Alıntı Metin:
------------
Uzun kış geceleri için nahiyedeki ortaokulun kütüphanesi benim mutluluk kaynağımdı. Hasan Ali Yücel'in Milli Eğitim Bakanı olduğu yıllarda tercümesi yapılan dünya klasiklerini okuma şansına sahip oluyordum. Gerek aybaşlarında ilçeden aldığım kitaplar, gerekse ortaokul kütüphanesinden ödünç aldığım romanlar uzun kış gecelerinde beni büyük yazarların gizemli dünyasına götürüyordu. Tek katlı okulun lojmanında petrol lambasının ışığında romanlar okurken bir anda romanların kahramanlarıyla bütünleşip nerede olduğumu unutuveriyordum. Lambanın loş ışığının aydınlatması altında dışarıda yağan karları ara ara gözlemlemekle de ilginç güzellikler yakalıyordum. Birkaç metre aydınlık, gerisi zifiri karanlık ve yağan karların santim santim gözlenmesi bir başka güzellikti. Sabahleyin kalktığımızda doğa bembeyaz kürküne bürünmüş görüyoruz. Kahvaltı faslı ve eşimle sınıfın sobasını tutuşturmak günün ilk işlerimiz arasında oluyordu. Yamaçlardan, patika yollardan düşe kalka okula koşan yavrularımız hiç olmazsa sıcak sınıfa girsin istiyorduk.
İlkbahar yaklaşıyor. 23 Nisan Çocuk Bayramı için kapsamlı bir program hazırlamayı planladık arkadaşımla. Yıllarca benim köyümde piyes (tiyatro) gösterisi yapılırdı. Bizde, şiirler, okul şarkıları, parodilerin yanında bir de piyes hazırlayalım dedik. Uzak köy okulunda piyes eseri bulmak ne mümkün. İş başa düştü. Bir piyes yazdım.
------------
Verilen Liste:

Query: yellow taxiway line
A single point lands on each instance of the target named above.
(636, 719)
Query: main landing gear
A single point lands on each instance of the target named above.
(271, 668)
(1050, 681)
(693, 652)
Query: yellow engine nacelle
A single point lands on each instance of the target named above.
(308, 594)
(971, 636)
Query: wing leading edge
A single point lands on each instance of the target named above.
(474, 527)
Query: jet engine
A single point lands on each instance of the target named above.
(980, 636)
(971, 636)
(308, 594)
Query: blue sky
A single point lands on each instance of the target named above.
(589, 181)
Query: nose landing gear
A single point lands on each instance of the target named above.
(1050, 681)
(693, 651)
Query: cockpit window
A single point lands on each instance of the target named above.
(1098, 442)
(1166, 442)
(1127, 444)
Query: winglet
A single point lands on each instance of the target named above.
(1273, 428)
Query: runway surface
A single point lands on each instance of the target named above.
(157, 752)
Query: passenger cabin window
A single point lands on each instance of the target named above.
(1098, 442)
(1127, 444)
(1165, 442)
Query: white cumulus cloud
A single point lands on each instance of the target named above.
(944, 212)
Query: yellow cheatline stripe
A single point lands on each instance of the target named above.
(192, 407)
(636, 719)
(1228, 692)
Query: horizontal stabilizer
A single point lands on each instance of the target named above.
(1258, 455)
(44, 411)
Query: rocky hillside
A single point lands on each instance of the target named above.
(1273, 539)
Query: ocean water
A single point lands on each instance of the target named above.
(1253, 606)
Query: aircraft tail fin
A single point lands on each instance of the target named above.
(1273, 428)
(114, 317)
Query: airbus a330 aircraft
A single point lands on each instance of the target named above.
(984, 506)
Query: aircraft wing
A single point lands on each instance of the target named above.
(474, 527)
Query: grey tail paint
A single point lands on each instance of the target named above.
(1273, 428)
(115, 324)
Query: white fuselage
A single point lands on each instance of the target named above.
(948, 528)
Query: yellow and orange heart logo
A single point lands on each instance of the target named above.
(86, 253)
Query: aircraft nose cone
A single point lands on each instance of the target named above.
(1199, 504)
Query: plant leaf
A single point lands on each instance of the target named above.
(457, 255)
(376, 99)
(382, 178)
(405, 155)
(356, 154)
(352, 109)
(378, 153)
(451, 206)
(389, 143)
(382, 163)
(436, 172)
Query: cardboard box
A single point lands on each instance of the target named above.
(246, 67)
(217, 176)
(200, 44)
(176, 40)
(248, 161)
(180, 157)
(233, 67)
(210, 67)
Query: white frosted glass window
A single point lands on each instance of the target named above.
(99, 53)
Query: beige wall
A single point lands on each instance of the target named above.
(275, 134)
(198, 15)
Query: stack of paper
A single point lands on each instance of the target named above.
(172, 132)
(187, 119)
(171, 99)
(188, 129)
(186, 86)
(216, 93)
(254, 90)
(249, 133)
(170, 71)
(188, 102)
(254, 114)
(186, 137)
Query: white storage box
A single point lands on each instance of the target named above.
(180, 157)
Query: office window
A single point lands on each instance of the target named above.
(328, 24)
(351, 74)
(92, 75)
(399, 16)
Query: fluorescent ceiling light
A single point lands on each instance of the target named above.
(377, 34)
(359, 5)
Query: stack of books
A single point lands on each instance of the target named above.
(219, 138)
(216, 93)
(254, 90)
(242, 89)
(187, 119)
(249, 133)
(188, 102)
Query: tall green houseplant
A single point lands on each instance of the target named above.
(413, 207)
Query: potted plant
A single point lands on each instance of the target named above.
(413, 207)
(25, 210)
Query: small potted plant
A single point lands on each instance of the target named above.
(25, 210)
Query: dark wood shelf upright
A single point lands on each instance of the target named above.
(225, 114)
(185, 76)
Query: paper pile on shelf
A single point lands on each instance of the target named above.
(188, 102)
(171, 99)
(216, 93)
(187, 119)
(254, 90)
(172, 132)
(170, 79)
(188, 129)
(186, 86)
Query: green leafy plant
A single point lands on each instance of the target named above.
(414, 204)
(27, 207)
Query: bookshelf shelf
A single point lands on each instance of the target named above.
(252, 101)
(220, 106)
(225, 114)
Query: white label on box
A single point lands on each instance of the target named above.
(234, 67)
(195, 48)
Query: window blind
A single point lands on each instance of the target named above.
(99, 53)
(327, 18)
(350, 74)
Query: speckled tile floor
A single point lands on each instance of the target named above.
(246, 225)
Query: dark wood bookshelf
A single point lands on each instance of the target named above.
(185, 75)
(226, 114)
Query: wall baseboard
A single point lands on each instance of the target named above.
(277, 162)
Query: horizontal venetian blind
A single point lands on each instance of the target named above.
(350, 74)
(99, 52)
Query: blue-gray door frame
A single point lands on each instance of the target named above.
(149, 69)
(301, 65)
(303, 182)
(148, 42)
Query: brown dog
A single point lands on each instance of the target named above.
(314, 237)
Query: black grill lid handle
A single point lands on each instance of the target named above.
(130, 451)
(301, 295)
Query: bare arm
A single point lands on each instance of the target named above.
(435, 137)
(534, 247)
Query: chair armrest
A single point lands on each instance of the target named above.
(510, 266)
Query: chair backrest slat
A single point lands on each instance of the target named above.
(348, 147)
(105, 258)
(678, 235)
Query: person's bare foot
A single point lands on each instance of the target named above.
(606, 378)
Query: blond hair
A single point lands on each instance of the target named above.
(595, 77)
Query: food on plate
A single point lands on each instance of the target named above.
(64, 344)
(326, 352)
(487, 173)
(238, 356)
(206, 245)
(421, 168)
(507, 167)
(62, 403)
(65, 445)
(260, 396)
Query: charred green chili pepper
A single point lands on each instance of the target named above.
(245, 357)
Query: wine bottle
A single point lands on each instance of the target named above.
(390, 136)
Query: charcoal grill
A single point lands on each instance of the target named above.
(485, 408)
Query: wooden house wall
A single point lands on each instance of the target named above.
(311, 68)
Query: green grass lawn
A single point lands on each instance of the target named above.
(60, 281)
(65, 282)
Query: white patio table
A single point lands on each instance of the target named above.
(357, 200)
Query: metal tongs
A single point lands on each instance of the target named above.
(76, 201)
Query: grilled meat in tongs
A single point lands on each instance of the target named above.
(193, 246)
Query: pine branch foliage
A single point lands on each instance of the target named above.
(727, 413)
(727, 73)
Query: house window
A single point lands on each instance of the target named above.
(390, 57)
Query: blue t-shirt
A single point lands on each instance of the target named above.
------------
Yönergeler:
• A. Köy okulu anısında anlatıcı, uzun kış gecelerinde romanları hangi ışıkta okuyordu?
• B. Köy okulu anısının devamını yazın.

Görev Yanıtları:
• A. Tek katlı okulun lojmanında, petrol lambasının ışığında okuyordu.

• B.
Yaşadığımız bölgede geniş bir aileyi konu edindim. Anne-baba, evli bir evlat ve de kızlı erkekli çocuklar oluşturuyor aile bireylerimizi. Evli oğul kumara meraklı. Sabahleyin elinde bel tarlaya gidiyorum diye evden çıkıyor. Beli samanlığın kapısında bıraktığı gibi kahvenin yolunu tutuyor. Oyuna tutuşuyor. Kahvede başka masalarda da oyunlar oynanıyor. İki kişide tavla oynuyorlar. Tavla oynayan birisi, 'Bilek bu diyerek...' zarları fırlatıyor. Elini göğsünün tahtasına vuruyor. Otuz beş yıl sonra çiçeği burnunda öğretmenlik yaptığım bu öğrencilerimle yeniden buluşuyorum. Birisi, 'Öğretmenim, piyeste tavla oynayan, bilek bu diyen bendim...' diye anlatıp benim gözlerimi yaşartıyor. Bu arada kahveyi jandarmalar basıyor. Kumar oynayanları nahiye karakoluna götürüyorlar.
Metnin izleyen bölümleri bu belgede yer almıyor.